» COMPLETA LO SIGUIENTE:
(a) Indica si cada afirmación concuerda con el fragmento sobre Maradona, respondiendo sí o no y citando las palabras que lo deciden: (i) Jorge Asís considera a Maradona un gran comunicador; (ii) Juan Forn dice que hay tres Maradonas que rescata; (iii) Juan Forn se queda con un momento del Mundial juvenil del 79.
(b) Cita la parte del fragmento sobre Maradona que comienza con las palabras que contienen "Jorge Asís: Maradona" y termina con "contradicciones.".

José Pablo Feinmann:
¿Desde dónde narrar a Maradona? Surgen varias
posibilidades. Prevalece una: el cuerpo. El cuerpo se localiza en
una de sus partes: la mano. Recordemos: la mano de Dios.
La mano de Dios remite a la manos de Perón, las que, a su
vez, remiten al cercenamiento de los cuerpos. Esto ya nos incluye
en el género de terror. ¿Incluir a Maradona en un
cuento de terror? Sí, al menos, en un muy específico
género de cuentos de terror: el de las manos.
Jorge Asís: Maradona
es un especialista en medios de comunicación. ¿Cómo
es posible que un tipo, especializado en meter goles y hacer pases
o tirar centros, quiera que escuchemos sus consejos sobre moral
pública o lo que es peor, que a alguien se le haya ocurrido
transformarlo en candidato a concejal o lo que fuera? La explicación
es que Maradona, como dije al principio, es un gran comunicador.
Existiendo la industria mediática que le pide a cualquiera
opiniones sobre cualquier tema todo el tiempo, ¿por
qué Maradona no podría hacerlo? Y está claro
que lo hace. Hoy por Menem, mañana por Fidel Castro. No hay
contradicciones.
Juan Forn: Hay
dos Maradonas que rescato y uno al que no puedo perdonar. Y hay
imágenes, por supuesto... El Maradona que se casa en el Luna
Park, el del tapado de zorro blanco. Ese es delicioso: el que escandaliza
a los bienpensantes. Después está el futbolista, con
momentos de altísimo nivel. De todos esos momentos me quedo
con el del Mundial juvenil del 79. Además de él,
había un equipo que funcionaba de maravillas.
Publicado en Página/30 de abril de 1996.

» DATOS:
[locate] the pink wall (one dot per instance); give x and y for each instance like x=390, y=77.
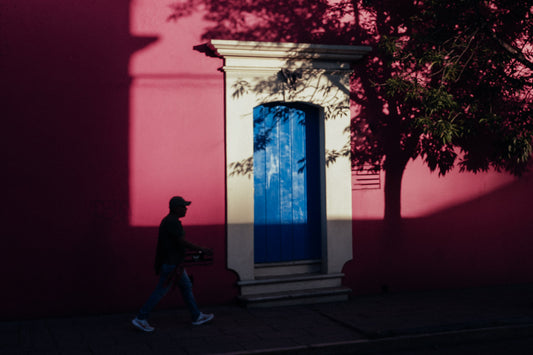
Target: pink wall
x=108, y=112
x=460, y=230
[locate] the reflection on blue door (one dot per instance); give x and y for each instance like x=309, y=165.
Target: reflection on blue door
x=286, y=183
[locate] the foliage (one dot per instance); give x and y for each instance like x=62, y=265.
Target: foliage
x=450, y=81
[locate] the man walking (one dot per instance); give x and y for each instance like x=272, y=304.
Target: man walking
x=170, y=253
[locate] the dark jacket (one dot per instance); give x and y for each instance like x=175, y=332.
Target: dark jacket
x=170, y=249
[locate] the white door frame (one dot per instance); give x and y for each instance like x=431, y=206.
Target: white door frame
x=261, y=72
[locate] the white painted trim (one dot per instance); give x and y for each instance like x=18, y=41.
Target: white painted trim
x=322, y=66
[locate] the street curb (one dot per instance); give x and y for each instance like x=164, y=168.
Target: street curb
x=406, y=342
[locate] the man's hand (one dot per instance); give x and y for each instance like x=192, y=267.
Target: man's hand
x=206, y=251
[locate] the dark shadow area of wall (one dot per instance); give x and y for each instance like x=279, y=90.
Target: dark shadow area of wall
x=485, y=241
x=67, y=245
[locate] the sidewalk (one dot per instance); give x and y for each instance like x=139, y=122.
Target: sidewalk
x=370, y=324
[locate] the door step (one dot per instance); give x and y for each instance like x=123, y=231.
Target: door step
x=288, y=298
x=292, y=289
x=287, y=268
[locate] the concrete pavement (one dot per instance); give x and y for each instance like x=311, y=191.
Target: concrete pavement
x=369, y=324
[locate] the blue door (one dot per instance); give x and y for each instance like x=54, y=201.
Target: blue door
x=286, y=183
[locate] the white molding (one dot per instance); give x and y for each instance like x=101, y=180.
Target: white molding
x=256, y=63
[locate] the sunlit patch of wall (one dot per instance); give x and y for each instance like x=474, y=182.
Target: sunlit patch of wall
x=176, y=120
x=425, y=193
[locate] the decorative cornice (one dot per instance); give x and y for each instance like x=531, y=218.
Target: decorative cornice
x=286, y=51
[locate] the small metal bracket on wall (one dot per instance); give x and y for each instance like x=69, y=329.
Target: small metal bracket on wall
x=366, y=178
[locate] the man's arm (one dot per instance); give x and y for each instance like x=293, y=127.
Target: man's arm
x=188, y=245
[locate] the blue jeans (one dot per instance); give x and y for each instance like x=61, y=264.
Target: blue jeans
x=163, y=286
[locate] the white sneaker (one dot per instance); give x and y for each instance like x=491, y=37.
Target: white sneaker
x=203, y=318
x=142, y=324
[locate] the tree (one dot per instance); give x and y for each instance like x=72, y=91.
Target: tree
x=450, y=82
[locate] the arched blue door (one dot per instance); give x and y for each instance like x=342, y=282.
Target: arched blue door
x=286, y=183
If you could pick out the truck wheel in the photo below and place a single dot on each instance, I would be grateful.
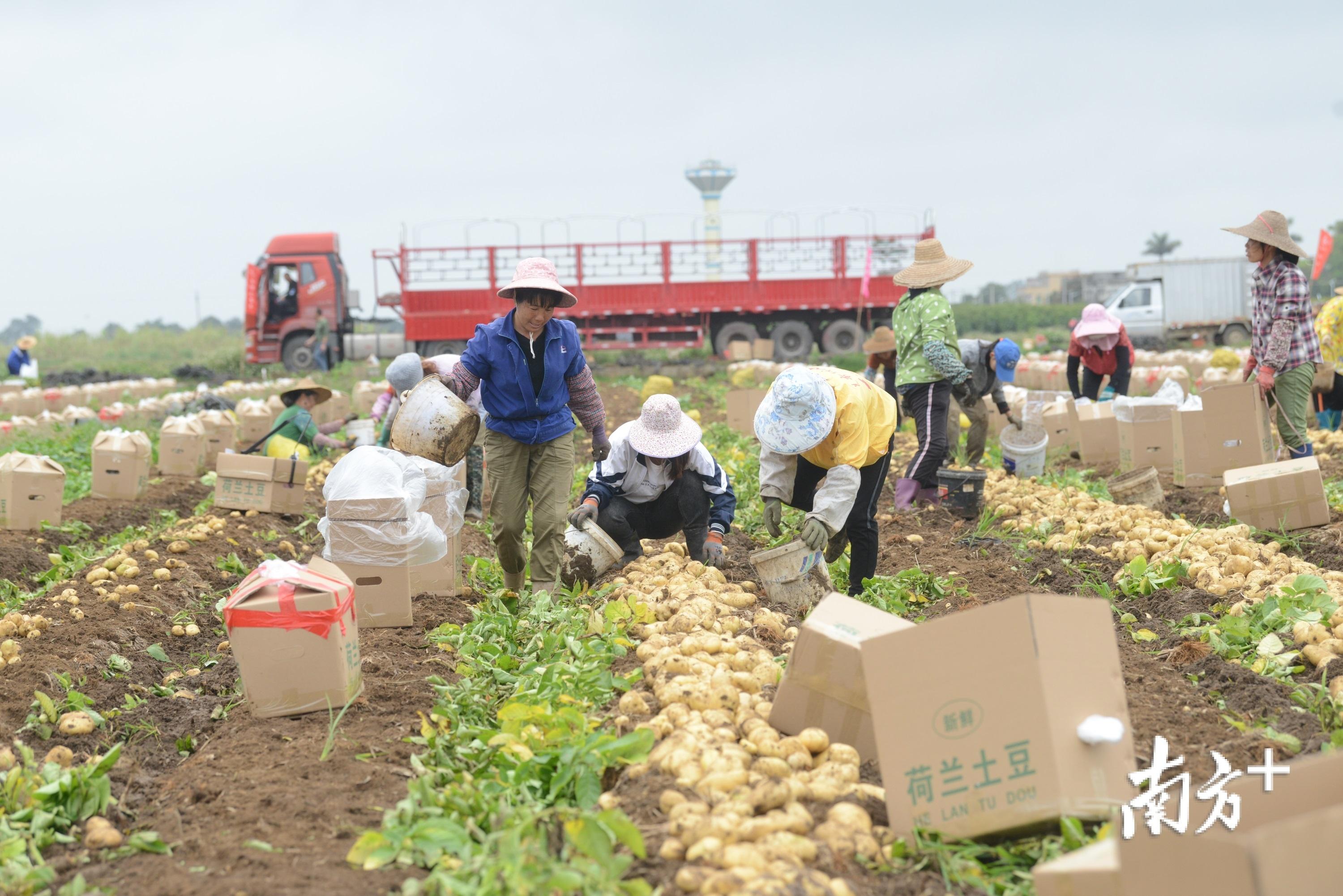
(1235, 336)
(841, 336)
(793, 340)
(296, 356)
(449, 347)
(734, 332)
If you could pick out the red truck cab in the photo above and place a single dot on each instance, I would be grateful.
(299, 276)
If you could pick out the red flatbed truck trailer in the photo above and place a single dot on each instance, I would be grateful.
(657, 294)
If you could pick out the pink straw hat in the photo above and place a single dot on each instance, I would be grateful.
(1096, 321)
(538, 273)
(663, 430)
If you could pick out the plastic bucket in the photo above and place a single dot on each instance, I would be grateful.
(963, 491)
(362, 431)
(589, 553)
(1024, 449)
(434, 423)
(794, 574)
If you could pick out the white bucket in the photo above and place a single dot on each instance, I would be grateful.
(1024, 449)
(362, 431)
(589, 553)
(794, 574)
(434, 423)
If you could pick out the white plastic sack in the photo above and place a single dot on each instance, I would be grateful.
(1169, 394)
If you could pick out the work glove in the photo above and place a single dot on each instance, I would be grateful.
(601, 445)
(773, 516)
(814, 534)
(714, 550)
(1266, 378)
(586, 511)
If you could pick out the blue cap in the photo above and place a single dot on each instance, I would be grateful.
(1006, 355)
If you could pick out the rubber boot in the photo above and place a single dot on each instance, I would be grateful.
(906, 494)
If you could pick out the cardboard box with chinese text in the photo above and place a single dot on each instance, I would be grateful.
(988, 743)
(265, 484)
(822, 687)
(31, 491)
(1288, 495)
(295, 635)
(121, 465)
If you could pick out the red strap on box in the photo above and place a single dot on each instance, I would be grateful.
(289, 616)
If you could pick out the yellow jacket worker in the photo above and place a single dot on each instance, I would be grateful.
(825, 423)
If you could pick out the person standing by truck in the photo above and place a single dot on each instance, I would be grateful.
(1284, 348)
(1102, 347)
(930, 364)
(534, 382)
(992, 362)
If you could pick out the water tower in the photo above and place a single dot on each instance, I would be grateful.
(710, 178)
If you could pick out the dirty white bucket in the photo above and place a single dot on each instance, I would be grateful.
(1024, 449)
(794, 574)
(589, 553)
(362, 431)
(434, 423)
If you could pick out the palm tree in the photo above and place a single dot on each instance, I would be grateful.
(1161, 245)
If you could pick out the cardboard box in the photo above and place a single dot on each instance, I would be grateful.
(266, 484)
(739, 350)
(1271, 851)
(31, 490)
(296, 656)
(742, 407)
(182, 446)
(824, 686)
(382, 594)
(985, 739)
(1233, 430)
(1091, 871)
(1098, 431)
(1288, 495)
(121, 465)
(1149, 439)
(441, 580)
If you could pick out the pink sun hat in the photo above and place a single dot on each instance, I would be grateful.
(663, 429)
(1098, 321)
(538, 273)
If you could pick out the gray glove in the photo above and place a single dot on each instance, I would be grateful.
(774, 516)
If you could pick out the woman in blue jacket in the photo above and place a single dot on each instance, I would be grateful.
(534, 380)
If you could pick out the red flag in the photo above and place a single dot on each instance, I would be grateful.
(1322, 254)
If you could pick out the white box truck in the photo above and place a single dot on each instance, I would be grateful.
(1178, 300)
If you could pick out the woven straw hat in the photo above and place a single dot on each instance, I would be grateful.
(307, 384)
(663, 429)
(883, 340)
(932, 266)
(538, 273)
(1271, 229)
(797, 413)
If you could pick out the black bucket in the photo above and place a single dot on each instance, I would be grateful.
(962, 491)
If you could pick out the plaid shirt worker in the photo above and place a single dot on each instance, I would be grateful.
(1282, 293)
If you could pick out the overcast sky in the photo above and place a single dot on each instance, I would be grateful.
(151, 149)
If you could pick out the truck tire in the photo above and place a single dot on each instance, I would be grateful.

» SOLUCIONES:
(a)
(i) Sí: «Maradona, como dije al principio, es un gran comunicador.»
(ii) No: «Hay dos Maradonas que rescato y uno al que no puedo perdonar.»
(iii) Sí: «De todos esos momentos me quedo con el del Mundial juvenil del 79.»

(b)
Jorge Asís: Maradona
es un especialista en medios de comunicación. ¿Cómo
es posible que un tipo, especializado en meter goles y hacer pases
o tirar centros, quiera que escuchemos sus consejos sobre moral
pública o lo que es peor, que a alguien se le haya ocurrido
transformarlo en candidato a concejal o lo que fuera? La explicación
es que Maradona, como dije al principio, es un gran comunicador.
Existiendo la industria mediática que le pide a cualquiera
opiniones sobre cualquier tema todo el tiempo, ¿por
qué Maradona no podría hacerlo? Y está claro
que lo hace. Hoy por Menem, mañana por Fidel Castro. No hay
contradicciones.